EXTRACT PROVIDED
━━━━

= Wang Yuying =

Chinese imperial concubine (died 1805)

Wang Yuying (王玉英; died 1805) was a consort of Yongxuan, the Qianlong Emperor's 8th son. Her family belonged to Plain Yellow Banner of Han ethnicity. She was posthumously accorded the rank of secondary consort (側福晉).

== Life ==
It is not known neither when was Lady Wang born nor when she entered the Manor of Prince Yi as a servant. In 1768, she gave birth to Mianzhi, Yongxuan's first son. At that time, she was awarded a title of mistress. In 1769, Wang Yuying gave birth to the first daughter, later honoured as Lady of the Second Rank. In 1772, she birthed the second daughter, who would die prematurely in 1774. That same year, she birthed the third daughter, who would die prematurely in 1776. In 1775, she gave birth to the second son, Mianmao, who would die prematurely in 1777. In July 1785, her sole surviving daughter married Barin Mongolian prince Gongsaishang'a of the Borjigin clan. Wang Yuying died in 1805 and was posthumously honoured as secondary consort.

━━━━

ENTRIES SUPPLIED
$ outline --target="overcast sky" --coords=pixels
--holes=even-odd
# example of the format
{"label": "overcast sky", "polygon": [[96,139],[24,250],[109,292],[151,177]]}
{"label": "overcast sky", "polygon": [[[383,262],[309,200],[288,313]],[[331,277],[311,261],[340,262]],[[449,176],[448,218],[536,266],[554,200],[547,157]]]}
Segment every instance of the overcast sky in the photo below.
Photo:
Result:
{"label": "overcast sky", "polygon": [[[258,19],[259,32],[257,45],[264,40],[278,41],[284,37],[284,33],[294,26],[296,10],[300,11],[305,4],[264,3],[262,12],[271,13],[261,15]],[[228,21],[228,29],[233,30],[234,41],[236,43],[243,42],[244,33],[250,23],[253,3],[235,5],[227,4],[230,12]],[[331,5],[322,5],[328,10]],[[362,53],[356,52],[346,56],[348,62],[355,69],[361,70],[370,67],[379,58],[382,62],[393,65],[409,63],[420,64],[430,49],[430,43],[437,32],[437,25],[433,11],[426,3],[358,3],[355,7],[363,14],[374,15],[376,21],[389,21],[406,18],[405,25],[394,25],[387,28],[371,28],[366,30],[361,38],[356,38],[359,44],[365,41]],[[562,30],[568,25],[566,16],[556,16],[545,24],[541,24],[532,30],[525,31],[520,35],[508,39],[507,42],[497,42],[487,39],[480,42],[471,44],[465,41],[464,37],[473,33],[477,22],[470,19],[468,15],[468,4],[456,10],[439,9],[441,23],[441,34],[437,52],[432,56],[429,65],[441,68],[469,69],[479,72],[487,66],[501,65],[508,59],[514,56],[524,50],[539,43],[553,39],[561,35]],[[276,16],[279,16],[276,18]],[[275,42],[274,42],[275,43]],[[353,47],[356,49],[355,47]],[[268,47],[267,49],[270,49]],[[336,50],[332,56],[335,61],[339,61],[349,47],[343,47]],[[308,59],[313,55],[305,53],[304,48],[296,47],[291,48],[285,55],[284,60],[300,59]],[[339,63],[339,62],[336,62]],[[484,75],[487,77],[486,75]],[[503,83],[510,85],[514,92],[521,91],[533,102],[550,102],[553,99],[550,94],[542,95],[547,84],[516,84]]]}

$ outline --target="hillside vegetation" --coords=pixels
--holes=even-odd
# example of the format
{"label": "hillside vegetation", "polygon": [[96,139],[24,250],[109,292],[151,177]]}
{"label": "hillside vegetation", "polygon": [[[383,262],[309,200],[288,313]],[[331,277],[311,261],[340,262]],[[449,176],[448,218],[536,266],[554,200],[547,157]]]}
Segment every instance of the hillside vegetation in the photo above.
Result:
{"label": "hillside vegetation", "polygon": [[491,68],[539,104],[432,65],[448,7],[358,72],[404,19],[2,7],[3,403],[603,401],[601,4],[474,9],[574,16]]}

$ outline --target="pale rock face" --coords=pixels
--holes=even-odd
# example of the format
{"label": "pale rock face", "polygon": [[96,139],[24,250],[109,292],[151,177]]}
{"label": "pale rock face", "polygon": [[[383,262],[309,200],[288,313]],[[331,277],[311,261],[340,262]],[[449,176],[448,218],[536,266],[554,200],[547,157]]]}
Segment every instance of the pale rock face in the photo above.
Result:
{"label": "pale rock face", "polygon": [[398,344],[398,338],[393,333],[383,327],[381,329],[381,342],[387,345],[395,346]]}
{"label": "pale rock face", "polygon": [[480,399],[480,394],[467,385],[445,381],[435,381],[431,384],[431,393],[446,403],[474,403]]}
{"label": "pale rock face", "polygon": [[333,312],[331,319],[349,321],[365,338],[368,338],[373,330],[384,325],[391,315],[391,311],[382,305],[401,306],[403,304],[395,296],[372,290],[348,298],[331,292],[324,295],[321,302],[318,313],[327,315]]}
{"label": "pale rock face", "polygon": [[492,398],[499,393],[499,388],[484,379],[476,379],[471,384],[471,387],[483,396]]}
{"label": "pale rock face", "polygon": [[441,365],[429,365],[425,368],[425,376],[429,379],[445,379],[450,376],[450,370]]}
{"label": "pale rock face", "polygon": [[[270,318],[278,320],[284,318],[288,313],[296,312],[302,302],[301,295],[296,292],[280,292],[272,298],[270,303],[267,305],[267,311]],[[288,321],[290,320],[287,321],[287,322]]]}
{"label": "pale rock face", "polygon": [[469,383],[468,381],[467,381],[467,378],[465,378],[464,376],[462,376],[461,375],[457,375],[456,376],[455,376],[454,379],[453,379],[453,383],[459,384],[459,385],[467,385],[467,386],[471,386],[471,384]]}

━━━━

EXERCISE REQUIREMENTS
Reproduce the passage on Wang Yuying from "Wang Yuying (王玉英;" up to and including "secondary consort (側福晉).", substituting "Bordered Yellow Banner" for "Plain Yellow Banner".

RESPONSE
Wang Yuying (王玉英; died 1805) was a consort of Yongxuan, the Qianlong Emperor's 8th son. Her family belonged to Bordered Yellow Banner of Han ethnicity. She was posthumously accorded the rank of secondary consort (側福晉).